> **GIVEN EXERCISE**: Can you reproduce the listing below with each "deepest inside" changed to "farthest inside" and everything else left as it is?
[start RECORDS PROVIDED]
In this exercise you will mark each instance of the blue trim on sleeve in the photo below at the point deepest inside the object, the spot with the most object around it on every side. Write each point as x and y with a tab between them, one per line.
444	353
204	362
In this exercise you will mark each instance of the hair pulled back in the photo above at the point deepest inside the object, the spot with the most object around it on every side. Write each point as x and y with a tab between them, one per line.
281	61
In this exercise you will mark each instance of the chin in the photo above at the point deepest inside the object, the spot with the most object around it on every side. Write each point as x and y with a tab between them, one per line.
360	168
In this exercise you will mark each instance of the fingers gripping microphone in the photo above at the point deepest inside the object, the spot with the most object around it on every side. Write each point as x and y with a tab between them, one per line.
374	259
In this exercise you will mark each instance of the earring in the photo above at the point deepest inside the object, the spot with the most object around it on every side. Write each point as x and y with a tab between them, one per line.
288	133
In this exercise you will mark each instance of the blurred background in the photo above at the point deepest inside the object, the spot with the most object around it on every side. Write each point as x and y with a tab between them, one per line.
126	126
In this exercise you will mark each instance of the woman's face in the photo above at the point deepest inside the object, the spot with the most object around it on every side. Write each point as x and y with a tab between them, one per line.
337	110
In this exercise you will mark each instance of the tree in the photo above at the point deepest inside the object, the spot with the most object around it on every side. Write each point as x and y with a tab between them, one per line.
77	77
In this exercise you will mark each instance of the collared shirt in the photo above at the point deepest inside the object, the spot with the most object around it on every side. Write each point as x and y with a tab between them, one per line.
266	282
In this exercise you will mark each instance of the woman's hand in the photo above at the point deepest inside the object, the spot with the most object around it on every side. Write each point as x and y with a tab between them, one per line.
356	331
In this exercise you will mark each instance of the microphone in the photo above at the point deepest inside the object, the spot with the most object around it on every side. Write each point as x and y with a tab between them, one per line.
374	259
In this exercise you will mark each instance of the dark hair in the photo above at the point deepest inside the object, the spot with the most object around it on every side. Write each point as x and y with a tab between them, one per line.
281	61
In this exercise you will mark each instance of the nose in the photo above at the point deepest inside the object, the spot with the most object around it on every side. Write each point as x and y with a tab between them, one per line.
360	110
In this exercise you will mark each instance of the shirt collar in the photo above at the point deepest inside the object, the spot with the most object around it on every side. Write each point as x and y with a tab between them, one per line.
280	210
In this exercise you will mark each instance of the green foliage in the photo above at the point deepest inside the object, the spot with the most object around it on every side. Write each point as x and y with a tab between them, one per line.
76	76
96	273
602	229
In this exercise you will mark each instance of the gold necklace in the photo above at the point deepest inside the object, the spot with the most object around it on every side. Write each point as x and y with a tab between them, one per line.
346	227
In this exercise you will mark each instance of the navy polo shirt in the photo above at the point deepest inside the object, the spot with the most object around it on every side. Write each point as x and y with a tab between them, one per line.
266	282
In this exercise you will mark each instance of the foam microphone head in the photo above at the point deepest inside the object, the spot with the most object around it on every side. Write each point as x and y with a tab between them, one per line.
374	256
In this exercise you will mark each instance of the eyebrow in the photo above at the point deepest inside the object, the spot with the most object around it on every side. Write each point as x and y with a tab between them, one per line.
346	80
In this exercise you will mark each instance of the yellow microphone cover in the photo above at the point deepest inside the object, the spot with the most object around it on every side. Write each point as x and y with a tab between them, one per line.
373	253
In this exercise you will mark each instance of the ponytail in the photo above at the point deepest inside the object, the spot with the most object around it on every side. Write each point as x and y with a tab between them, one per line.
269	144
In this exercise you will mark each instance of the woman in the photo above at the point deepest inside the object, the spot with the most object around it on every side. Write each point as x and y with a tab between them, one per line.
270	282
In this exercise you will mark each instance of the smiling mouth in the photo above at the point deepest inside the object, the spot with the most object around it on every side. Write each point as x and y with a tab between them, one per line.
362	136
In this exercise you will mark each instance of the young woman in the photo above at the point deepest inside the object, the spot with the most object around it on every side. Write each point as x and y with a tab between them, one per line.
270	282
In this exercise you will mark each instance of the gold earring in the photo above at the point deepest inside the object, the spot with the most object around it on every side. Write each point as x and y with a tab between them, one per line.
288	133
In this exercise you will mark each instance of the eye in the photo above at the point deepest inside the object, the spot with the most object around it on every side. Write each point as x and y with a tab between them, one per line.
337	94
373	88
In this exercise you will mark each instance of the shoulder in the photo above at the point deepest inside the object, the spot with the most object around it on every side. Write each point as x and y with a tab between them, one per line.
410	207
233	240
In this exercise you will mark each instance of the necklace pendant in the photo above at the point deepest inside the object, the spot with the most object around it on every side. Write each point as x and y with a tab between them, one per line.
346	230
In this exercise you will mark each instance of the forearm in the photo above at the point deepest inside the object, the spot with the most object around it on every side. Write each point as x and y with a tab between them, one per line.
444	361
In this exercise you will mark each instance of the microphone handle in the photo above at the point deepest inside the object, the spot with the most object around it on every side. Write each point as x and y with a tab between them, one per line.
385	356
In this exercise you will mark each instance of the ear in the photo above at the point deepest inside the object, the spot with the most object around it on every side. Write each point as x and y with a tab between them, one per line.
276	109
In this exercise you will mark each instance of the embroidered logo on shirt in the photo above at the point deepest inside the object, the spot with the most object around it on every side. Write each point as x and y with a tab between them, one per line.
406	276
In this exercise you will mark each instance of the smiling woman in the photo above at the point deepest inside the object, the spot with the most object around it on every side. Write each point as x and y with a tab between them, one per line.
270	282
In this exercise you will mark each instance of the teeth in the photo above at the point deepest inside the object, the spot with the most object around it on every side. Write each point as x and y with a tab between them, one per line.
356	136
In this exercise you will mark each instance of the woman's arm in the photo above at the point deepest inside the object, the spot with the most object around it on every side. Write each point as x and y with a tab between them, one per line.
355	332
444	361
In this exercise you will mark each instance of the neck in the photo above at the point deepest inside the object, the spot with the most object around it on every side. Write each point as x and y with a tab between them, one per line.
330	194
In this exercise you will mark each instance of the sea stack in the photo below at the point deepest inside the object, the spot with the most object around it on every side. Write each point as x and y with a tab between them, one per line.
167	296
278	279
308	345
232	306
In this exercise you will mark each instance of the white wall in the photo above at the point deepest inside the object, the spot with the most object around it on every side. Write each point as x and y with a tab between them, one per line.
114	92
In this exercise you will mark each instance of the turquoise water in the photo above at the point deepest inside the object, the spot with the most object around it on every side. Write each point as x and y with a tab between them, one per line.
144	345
[end RECORDS PROVIDED]
> **EXPECTED OUTPUT**:
In this exercise you will mark each instance of the blue trim on sleeve in the photo below at the point farthest inside the object, the spot with the most object around it on every side. Write each point as x and y with a tab between them, one per line.
444	353
204	362
In this exercise you will mark each instance of the hair pulled back in the photo above at the point farthest inside the object, the spot with the most object around it on every side. Write each point as x and y with a tab between them, one per line.
281	61
In this exercise you will mark each instance of the chin in the photo above at the point farthest inside the object, the spot with the most object around it on every side. Write each point as x and y with a tab between them, one per line.
360	168
In this exercise you will mark each instance of the fingers gripping microphone in the photo above at the point farthest inside the object, the spot with the most object around it on every side. Write each point as x and y with a tab between them, one per line.
374	259
In this exercise you will mark each instance of the earring in the photo above at the point farthest inside the object, the spot with the most object around it on every side. Write each point as x and y with a tab between them, one per line.
288	133
In this exercise you will mark each instance of the blurred background in the photo above at the point farthest inside the object, the spot with the most object around it on every side. Write each point as x and y with a tab between them, one per line.
126	126
In this exercise you will mark each instance of the woman's face in the photo above at the point farthest inside the object, the spot with the most object around it on every side. Write each point as x and y with a tab between them, one per line.
337	110
In this exercise you will mark each instance of the tree in the photo above at the point farthest inside the object, the spot with the most object around it on every side. Write each point as x and y with a tab between them, one per line.
77	77
In this exercise you will mark each instance of the collared shirt in the photo above at the point farthest inside the object, the spot with the most object around it on every side. Write each point as x and y with a tab between them, one per line.
266	282
In this exercise you will mark each instance of the woman's hand in the photo above at the point farthest inside the object, the spot with the most object around it on every side. Write each point as x and y with a tab between them, one per line.
356	331
In this exercise you will mark each instance of the microphone in the photo above at the point farthest inside the object, the spot with the most object around it on every side. Write each point as x and y with a tab between them, one per line.
374	259
In this exercise you will mark each instance of the dark hair in the photo above at the point farthest inside the object, the spot with the most object around it on every side. Write each point as x and y with a tab between them, one per line.
281	61
In this exercise you will mark each instance of the nose in the photo above at the point farthest inside the object, the spot with the most object around it on every side. Write each point as x and y with a tab between them, one per line.
360	110
In this exercise you will mark each instance of the shirt collar in the photo above at the point farthest inside the object, the spot with the most object around it on every side. Write each point as x and y with a tab between them, one per line.
280	210
In this exercise you will mark each instance of the green foliage in the photo above at the point farthest inside the object, the spot with the most object around it on every side. Write each point as x and y with a tab between them, one per line.
76	76
96	273
602	229
In this exercise you will mark each instance of the gold necklace in the photo above at the point farthest inside the object, the spot with the most object around it on every side. Write each point as x and y with a tab between them, one per line.
346	227
In this exercise you will mark each instance of the navy polo shirt in the photo above at the point farthest inside the object, the spot with the most object around it on every side. Write each point as x and y with a tab between them, one per line.
266	282
In this exercise you will mark each instance of the foam microphone head in the photo above at the point farthest inside the object, the spot with the most object around it on every side. Write each point as x and y with a tab between them, one per line.
374	256
In this exercise you will mark each instance of the eyebrow in the photo above at the point farthest inside the object, the spot with the most object around it on every side. Write each point as x and y with a tab between them, one per line.
346	80
In this exercise you will mark each instance of the yellow microphone cover in the photo above at the point farthest inside the object, the spot with the most object around it on every side. Write each point as x and y with a tab between them, one per line.
373	253
In this exercise you will mark each instance of the ponytail in the photo above at the point farthest inside the object, the spot with the most object around it on every side. Write each point as x and y with a tab between them, one per line.
269	144
In this exercise you will mark each instance of the woman in the photo above at the point farthest inside the object, the spot with the most object around it on every side. Write each point as x and y with a tab between them, one per line.
270	282
In this exercise you will mark each instance of the smiling mouth in the photo above at the point farthest inside the object, the spot with the most object around it on every side. Write each point as x and y with a tab between them, one per line.
362	136
In this exercise you will mark each instance of the young woman in the photo above at the point farthest inside the object, the spot with the most object around it on every side. Write each point as x and y with a tab between them, one per line.
270	282
In this exercise you will mark each instance of the gold earring in the photo above at the point farthest inside the object, the spot with the most object around it on every side. Write each point as x and y with a tab between them, one per line.
288	133
In this exercise you will mark each instance of the eye in the photo above at the point farthest inside the object, the spot with the most object around it on every side. Write each point as x and y with a tab between them, one per line.
337	94
373	88
In this exercise you will mark each instance of the shoulder in the photo above at the point farthest inside the object, the spot with the most object around it on every side. Write each point as x and y with a tab between them, one per line.
410	207
233	240
In this exercise you will mark each instance of the necklace pendant in the photo above at the point farthest inside the object, the spot with the most object around it on every side. Write each point as x and y with a tab between them, one per line.
346	230
In this exercise you will mark each instance of the forearm in the photo above at the point farthest inside the object, the spot with the most object around it on every side. Write each point as x and y with a tab between them, one per line.
444	361
In this exercise you will mark each instance of the microphone handle in the photo above at the point farthest inside the object, the spot with the most object around it on every side. Write each point as x and y with a tab between them, one per line.
385	356
In this exercise you will mark each instance of the ear in the photo above at the point farthest inside the object, the spot with the most object around it on every side. Write each point as x and y with a tab between them, one per line.
276	109
In this exercise you will mark each instance of the embroidered logo on shirt in the photo above at the point farthest inside the object, the spot with the most object around it on every side. Write each point as x and y with a tab between them, one per line.
406	276
In this exercise you will mark each instance of the smiling woman in the photo above at the point farthest inside the object, the spot with the most object around it on every side. Write each point as x and y with a tab between them, one per line.
270	282
In this exercise you will mark each instance of the teeth in the photo above at the point farthest inside the object, the spot with the most object around it on every side. Write each point as x and y with a tab between them, one per line.
356	136
In this exercise you will mark each instance of the woman's arm in the photo above at the point farthest inside the object, the spot with the most object around it on every side. Write each point as x and y with a tab between them, one per line.
355	332
444	361
In this exercise you will mark each instance of the neck in the photo above at the point farthest inside the object, the spot with the most object around it on every side. Write each point as x and y with a tab between them, one per line.
330	194
In this exercise you will mark each instance of the sea stack in the photo below at the point farthest inside the object, the spot with the most object around it on every side. Write each point as x and y with a tab between them, one per line.
167	296
278	279
308	345
232	306
In this exercise you will mark each instance of the white wall in the photo above at the point farthest inside the object, the spot with the most object around it on every side. Write each point as x and y with a tab between them, one per line.
114	92
In this exercise you will mark each instance of the turquoise water in the photo above at the point farthest inside the object, the spot with the most object around it on every side. Write each point as x and y with a tab between them, one per line.
144	345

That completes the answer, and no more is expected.